K. J. Somaiya College of Engineering (KJSCE) was established in 1983 as a college affiliated to University of Mumbai. The college received Autonomous status in 2014 and Since 2019 the college is affiliated to Somaiya Vidyavihar University. It offers 4 year bachelor's degree engineering courses, 2 years postgraduate programme and runs Ph.D research centers  in various disciplines.  KJSCE is situated in Somaiya Vidyavihar University campus  which is spread across approx. 65 acres of posh land. Earlier it was also one of the only 7 autonomous engineering colleges in Mumbai.

Activity
In the passage about K. J. Somaiya College of Engineering, reproduce the portion starting at "K. J. Somaiya" and ending at "colleges in Mumbai.", substituting "approximately" for "approx.".

Dataset excerpts
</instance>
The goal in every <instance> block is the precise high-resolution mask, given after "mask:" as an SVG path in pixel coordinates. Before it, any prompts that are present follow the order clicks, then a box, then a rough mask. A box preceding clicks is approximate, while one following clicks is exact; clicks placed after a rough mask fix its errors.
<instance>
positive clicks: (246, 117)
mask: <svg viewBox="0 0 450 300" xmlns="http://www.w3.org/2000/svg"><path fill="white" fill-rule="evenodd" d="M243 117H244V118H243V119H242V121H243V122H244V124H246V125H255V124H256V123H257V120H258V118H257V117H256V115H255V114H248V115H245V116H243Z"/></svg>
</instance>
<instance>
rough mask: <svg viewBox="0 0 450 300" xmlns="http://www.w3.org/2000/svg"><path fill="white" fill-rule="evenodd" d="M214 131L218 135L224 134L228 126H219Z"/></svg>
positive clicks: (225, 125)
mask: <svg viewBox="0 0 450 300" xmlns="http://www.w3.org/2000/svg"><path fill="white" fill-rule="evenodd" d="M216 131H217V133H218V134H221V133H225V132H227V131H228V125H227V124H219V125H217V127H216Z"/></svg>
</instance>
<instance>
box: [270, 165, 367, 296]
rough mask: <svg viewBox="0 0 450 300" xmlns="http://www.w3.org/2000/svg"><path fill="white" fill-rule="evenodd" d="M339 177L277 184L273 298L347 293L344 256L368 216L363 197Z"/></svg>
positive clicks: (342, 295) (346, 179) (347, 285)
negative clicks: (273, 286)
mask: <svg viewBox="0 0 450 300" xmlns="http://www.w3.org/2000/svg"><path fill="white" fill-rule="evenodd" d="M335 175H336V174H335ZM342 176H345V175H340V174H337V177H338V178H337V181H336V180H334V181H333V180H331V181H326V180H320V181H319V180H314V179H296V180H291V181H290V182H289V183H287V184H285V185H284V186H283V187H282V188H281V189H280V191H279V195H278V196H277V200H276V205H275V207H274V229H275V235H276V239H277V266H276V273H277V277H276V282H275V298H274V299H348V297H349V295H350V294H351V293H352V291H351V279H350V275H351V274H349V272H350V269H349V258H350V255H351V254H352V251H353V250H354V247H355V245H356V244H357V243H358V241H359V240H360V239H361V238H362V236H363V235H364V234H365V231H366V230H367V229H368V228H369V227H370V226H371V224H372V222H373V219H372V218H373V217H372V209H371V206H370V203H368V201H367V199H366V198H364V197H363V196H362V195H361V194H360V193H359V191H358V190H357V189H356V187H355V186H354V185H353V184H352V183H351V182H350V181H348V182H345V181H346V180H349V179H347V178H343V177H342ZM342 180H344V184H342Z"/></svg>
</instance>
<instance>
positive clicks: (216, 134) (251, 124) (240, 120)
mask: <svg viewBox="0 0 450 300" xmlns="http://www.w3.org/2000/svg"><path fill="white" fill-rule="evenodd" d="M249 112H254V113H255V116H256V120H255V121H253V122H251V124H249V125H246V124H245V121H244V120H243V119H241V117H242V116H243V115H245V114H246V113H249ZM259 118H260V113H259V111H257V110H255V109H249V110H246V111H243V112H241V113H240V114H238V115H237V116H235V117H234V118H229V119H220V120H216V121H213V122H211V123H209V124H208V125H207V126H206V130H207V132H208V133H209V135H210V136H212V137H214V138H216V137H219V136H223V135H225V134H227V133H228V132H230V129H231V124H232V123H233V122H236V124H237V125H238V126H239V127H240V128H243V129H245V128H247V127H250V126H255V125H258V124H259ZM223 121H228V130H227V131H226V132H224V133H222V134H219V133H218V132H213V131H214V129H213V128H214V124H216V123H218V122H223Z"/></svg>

Answer area
K. J. Somaiya College of Engineering (KJSCE) was established in 1983 as a college affiliated to University of Mumbai. The college received Autonomous status in 2014 and Since 2019 the college is affiliated to Somaiya Vidyavihar University. It offers 4 year bachelor's degree engineering courses, 2 years postgraduate programme and runs Ph.D research centers  in various disciplines.  KJSCE is situated in Somaiya Vidyavihar University campus  which is spread across approximately 65 acres of posh land. Earlier it was also one of the only 7 autonomous engineering colleges in Mumbai.